## START
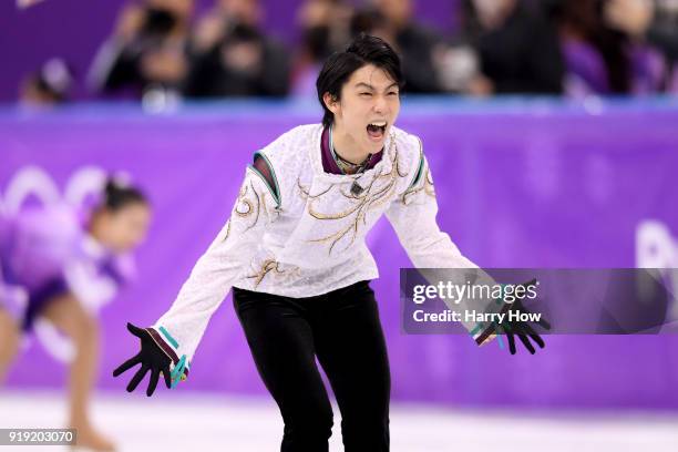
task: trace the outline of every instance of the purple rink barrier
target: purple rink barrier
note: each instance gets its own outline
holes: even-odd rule
[[[125,329],[153,322],[226,220],[251,154],[317,122],[315,105],[233,102],[146,115],[130,105],[52,113],[0,111],[0,191],[28,165],[62,192],[88,166],[125,171],[155,220],[140,278],[102,311],[100,388],[123,396],[112,369],[136,352]],[[584,105],[506,99],[403,104],[398,125],[420,135],[439,222],[483,267],[678,267],[678,102]],[[6,199],[7,201],[7,199]],[[536,356],[479,349],[464,336],[400,331],[399,271],[411,264],[386,220],[369,237],[394,400],[453,405],[678,409],[678,337],[548,336]],[[675,316],[675,310],[672,315]],[[11,388],[63,384],[66,371],[31,347]],[[179,391],[264,393],[230,297],[217,310]],[[171,397],[161,391],[160,397]]]

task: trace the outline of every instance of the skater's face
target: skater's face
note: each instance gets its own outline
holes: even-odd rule
[[[377,153],[400,113],[398,82],[382,69],[368,64],[351,74],[339,99],[323,96],[335,115],[335,130],[361,150]]]
[[[122,253],[141,245],[150,223],[151,208],[145,203],[131,203],[116,210],[99,212],[91,232],[103,245]]]

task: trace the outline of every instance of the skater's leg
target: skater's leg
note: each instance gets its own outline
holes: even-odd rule
[[[17,356],[21,331],[10,314],[0,307],[0,387]]]
[[[390,372],[374,292],[358,282],[330,294],[314,323],[318,360],[341,410],[346,452],[389,450]]]
[[[99,366],[96,318],[86,312],[71,295],[50,301],[41,315],[69,336],[75,346],[75,358],[70,369],[69,393],[70,427],[78,430],[78,444],[96,451],[114,450],[113,443],[94,430],[88,410]]]
[[[294,299],[234,290],[234,305],[264,383],[285,421],[282,452],[327,452],[332,409],[304,308]]]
## END
What to work on:
Please return all of the rows above verbatim, leaving out the pictures.

Written answer:
task: trace the outline of every instance of the purple rink barrier
target: purple rink barrier
note: each instance gets its own outline
holes: even-odd rule
[[[125,329],[153,322],[226,220],[251,154],[317,122],[315,105],[233,102],[146,115],[130,105],[52,113],[0,111],[0,191],[28,165],[62,192],[88,166],[125,171],[155,220],[140,278],[102,311],[100,388],[123,396],[112,369],[136,352]],[[584,105],[506,99],[403,104],[398,125],[420,135],[439,222],[483,267],[678,267],[678,102]],[[6,199],[7,201],[7,199]],[[536,356],[479,349],[464,336],[400,331],[399,271],[411,264],[386,220],[369,237],[394,400],[453,405],[678,409],[678,337],[548,336]],[[675,316],[675,310],[672,315]],[[11,388],[63,384],[66,371],[31,347]],[[179,391],[264,393],[230,297],[217,310]],[[171,397],[161,391],[160,397]]]

task: trace the outline of every instance of the skater's face
target: skater's face
note: each instance gets its own outline
holes: even-odd rule
[[[377,153],[400,113],[398,82],[382,69],[368,64],[351,74],[339,99],[323,96],[335,115],[335,130],[361,150]]]
[[[122,253],[141,245],[150,223],[151,208],[145,203],[131,203],[116,210],[99,212],[91,232],[103,245]]]

task: trace the outline of every instance of the skater's leg
target: skater's leg
note: each instance gets its own outline
holes: even-odd rule
[[[17,356],[21,331],[10,314],[0,307],[0,387]]]
[[[390,372],[374,292],[358,282],[330,294],[314,323],[318,360],[341,410],[346,452],[389,450]]]
[[[99,366],[96,318],[86,312],[71,295],[50,301],[41,315],[69,336],[75,346],[75,358],[70,369],[69,393],[70,427],[78,430],[78,444],[96,451],[114,450],[113,443],[94,430],[88,410]]]
[[[294,299],[234,290],[234,305],[264,383],[285,421],[282,452],[327,452],[332,409],[304,308]]]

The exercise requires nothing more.